**SET EXERCISE**
Reproduce verbatim the lines in the entries below, from the line with "the white plate" up to and including the line with "Target: white plate".

**RECORDS PROVIDED**
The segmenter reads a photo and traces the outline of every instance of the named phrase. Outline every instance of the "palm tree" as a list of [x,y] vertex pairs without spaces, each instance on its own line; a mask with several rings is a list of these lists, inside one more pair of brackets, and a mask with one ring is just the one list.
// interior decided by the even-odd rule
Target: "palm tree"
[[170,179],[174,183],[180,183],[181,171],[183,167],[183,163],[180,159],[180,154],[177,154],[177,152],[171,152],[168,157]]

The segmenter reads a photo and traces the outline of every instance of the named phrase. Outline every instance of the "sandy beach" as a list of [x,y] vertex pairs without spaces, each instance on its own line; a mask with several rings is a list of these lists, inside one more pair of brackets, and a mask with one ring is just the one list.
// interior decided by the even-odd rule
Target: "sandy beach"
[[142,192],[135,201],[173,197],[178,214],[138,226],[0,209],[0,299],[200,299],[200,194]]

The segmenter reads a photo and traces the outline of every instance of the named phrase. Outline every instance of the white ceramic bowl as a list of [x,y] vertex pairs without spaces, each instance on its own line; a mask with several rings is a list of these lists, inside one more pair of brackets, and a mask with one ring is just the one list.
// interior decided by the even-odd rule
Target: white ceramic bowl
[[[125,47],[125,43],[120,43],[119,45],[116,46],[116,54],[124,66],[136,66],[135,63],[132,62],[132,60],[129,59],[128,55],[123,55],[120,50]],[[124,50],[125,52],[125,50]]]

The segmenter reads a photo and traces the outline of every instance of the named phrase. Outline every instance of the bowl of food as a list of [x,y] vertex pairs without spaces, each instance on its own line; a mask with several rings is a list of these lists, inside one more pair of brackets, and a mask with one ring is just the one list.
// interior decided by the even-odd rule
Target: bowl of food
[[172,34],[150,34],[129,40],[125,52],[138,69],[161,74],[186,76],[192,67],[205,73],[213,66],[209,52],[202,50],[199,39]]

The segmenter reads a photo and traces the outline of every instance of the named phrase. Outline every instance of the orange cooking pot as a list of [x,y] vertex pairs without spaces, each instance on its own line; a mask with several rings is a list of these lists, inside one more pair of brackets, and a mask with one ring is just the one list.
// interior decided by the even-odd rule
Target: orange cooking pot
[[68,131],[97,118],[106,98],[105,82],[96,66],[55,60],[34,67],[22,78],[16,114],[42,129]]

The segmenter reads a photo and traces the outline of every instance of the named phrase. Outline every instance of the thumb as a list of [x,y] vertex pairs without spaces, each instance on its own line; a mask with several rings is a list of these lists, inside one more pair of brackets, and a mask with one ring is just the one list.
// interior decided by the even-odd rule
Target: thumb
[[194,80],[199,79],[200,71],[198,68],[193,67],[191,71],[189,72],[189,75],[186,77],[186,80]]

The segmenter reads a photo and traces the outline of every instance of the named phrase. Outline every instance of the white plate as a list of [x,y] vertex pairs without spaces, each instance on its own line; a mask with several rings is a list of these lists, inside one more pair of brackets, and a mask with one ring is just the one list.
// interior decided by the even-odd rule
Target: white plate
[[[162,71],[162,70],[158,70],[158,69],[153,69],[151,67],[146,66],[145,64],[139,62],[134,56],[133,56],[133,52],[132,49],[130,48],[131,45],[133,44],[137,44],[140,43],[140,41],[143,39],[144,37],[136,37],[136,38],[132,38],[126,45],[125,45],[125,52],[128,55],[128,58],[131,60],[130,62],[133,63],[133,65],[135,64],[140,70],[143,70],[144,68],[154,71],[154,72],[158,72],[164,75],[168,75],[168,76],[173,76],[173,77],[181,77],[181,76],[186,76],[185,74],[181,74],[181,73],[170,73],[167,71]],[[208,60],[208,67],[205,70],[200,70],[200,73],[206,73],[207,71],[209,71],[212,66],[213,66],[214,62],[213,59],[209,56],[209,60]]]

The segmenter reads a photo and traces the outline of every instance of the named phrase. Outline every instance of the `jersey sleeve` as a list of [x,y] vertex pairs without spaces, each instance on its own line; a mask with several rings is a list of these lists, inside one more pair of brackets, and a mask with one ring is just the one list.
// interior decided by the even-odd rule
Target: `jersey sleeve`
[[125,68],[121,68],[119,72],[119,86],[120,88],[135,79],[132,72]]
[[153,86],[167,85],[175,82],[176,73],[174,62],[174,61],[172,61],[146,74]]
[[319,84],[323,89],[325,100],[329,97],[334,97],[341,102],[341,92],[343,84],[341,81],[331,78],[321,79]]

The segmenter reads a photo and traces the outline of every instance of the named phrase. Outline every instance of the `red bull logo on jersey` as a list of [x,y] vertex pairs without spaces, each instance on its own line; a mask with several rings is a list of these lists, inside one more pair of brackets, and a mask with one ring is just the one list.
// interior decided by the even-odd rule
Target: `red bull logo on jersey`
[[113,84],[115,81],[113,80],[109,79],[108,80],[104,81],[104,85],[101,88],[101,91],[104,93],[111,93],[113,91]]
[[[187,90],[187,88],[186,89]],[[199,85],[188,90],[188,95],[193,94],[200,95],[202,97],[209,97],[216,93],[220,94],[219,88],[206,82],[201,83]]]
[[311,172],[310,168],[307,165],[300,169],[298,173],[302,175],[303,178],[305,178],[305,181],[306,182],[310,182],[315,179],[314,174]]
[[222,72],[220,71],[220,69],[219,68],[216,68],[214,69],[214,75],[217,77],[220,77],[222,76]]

**EXERCISE RESULT**
The segmenter reads a photo and traces the outline of every instance of the named phrase. Outline every instance of the white plate as a list of [x,y] vertex pairs without spaces, each instance on its own line; a mask with several rings is a list of these lists, inside one more pair of brackets, and a mask with one ring is just the one list.
// interior decided by the even-odd rule
Target: white plate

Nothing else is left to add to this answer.